*** STUDY MATERIAL ***
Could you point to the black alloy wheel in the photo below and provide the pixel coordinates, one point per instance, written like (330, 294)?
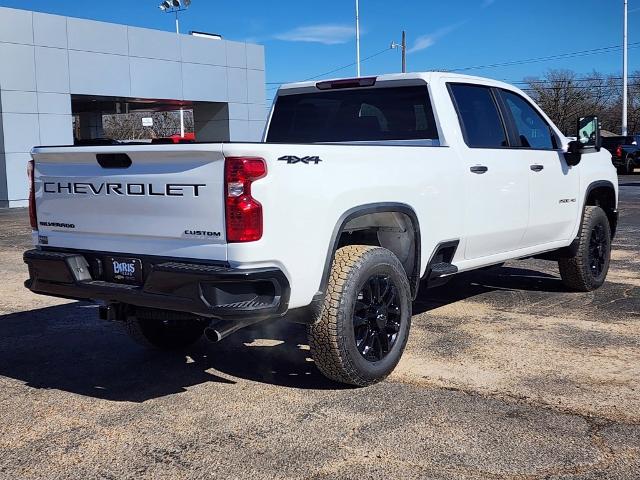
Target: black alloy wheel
(598, 250)
(377, 318)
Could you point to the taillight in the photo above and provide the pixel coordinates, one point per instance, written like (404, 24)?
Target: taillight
(243, 212)
(33, 218)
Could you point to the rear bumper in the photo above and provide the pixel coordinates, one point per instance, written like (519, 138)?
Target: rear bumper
(206, 289)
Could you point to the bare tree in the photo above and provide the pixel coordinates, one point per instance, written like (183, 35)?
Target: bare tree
(565, 95)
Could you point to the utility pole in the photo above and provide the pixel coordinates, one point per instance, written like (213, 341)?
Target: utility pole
(358, 38)
(176, 6)
(404, 52)
(625, 80)
(403, 47)
(181, 109)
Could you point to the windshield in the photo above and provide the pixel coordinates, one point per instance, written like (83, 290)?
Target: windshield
(358, 115)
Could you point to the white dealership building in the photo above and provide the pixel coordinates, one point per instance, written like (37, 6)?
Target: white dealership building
(55, 70)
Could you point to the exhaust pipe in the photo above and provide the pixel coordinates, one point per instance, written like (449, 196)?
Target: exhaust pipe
(218, 331)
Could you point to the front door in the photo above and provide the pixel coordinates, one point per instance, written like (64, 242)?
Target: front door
(553, 185)
(496, 181)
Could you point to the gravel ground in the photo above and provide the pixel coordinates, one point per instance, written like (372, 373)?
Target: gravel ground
(506, 375)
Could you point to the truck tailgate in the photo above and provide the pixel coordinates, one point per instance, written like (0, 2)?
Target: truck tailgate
(159, 200)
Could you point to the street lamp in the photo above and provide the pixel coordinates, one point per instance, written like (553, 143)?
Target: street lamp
(403, 47)
(176, 6)
(625, 66)
(358, 38)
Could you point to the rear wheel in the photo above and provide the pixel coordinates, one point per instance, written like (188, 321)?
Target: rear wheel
(364, 324)
(164, 330)
(587, 270)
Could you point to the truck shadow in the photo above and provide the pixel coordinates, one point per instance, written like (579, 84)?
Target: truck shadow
(67, 348)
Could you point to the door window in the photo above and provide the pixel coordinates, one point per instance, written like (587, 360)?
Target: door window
(533, 130)
(479, 118)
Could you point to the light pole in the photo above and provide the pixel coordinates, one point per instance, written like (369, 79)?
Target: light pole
(625, 84)
(403, 47)
(358, 37)
(176, 6)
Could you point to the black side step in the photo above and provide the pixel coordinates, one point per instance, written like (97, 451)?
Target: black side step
(442, 269)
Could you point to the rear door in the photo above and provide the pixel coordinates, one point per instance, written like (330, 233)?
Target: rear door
(495, 189)
(155, 200)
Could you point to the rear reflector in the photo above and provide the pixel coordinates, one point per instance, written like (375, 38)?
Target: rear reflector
(33, 218)
(243, 212)
(347, 83)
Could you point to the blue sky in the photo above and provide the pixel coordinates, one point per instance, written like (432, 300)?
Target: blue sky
(308, 38)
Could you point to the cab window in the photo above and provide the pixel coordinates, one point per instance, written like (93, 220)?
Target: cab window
***
#### INSTRUCTIONS FOR THE TASK
The whole listing above needs to be copied exactly; please keep the pictures out.

#### OUTPUT
Could you point to the black alloy wheel in the photo below and provide the pixel coordinates, one point per instance, written like (330, 294)?
Target: black alloy wheel
(598, 250)
(377, 318)
Could you point to the taillight in the photo above and provide the pixel coordinates, one point per instance, written like (404, 24)?
Target: taillight
(243, 212)
(33, 218)
Could you point to the rear bumper in the photo above and provide the pixel coordinates, one point per instance, written like (519, 138)?
Target: rear bumper
(206, 289)
Could you point to the bare tree in the photo above and provide the pixel coordinates, one point per instance, written like (183, 35)?
Target: bare tree
(565, 95)
Could you point to the utility pole in the photo above and provide the pixel coordinates, one point per instance, written like (213, 341)?
Target: utility pole
(358, 38)
(176, 6)
(404, 52)
(625, 80)
(403, 47)
(181, 109)
Could you point to the windshield in the photo above and provide the pixel coordinates, one point per instance, written like (83, 290)?
Target: windshield
(358, 115)
Could you point to the white dealership building in the photo above and provide the pixel coordinates, one point per instance, written like (37, 6)?
Target: white dealership building
(55, 70)
Could you point to the exhaust pipe in the photo above and provide the pixel coordinates, one point per instance, written like (449, 196)?
Target: exhaust pipe
(218, 331)
Could you point to the front door in the photo above and provide the pixel coordinates, one point per instance, written like (64, 242)?
Target: front door
(553, 185)
(496, 181)
Could you point to the gravel ground in the photo above and provide the pixel coordinates, one point per instance, written like (372, 373)?
Target: gravel ground
(506, 375)
Could you point to the truck tailgate in the photo above and provide the pixel coordinates, one point per instance, written like (0, 2)?
Target: truck tailgate
(159, 200)
Could you point to the street lamp in the photo above and provide the pixel coordinates, one point per instance, written like (553, 143)?
Target: street lamp
(403, 47)
(176, 6)
(625, 66)
(358, 38)
Could you point to the rear wheel in the photo above and provide the pixel coordinates, one point per instance, written like (188, 321)?
Target: rear wheel
(364, 324)
(164, 330)
(587, 270)
Could you point to the truck shadow in the photo above and provide the pixel coordinates, one point per instance, written like (579, 84)?
Target: truck shadow
(67, 348)
Could you point to the door window in the photo above and provide the pixel coordinates, one point per instance, written like (587, 360)?
Target: door window
(533, 130)
(479, 118)
Could you point to the light pole in the photo above and provide the pixel coordinates, one point per instance, written like (369, 79)?
Target: light pole
(625, 84)
(403, 47)
(358, 37)
(176, 6)
Could you point to the black side step in the photo above and provide the pixel coordinates, one point per instance, written like (97, 451)?
Target: black side step
(442, 269)
Could you point to the rear door in the photo above and provide the pixel coordinates, one point per instance, written like (330, 233)?
Target: rear door
(495, 189)
(155, 200)
Could you point to the rear reflector in the photo above and provide the pixel coordinates, one point per instance, written like (375, 38)?
Target: rear reflector
(33, 218)
(243, 212)
(347, 83)
Could you point to the blue sky in the photo above and provide the pixel coordinates, one point per instance, written like (432, 300)?
Target: blue sky
(308, 38)
Could you point to the cab window in the photo above and provide the pixel coordinates, one point per instance, written like (93, 220)?
Target: cab window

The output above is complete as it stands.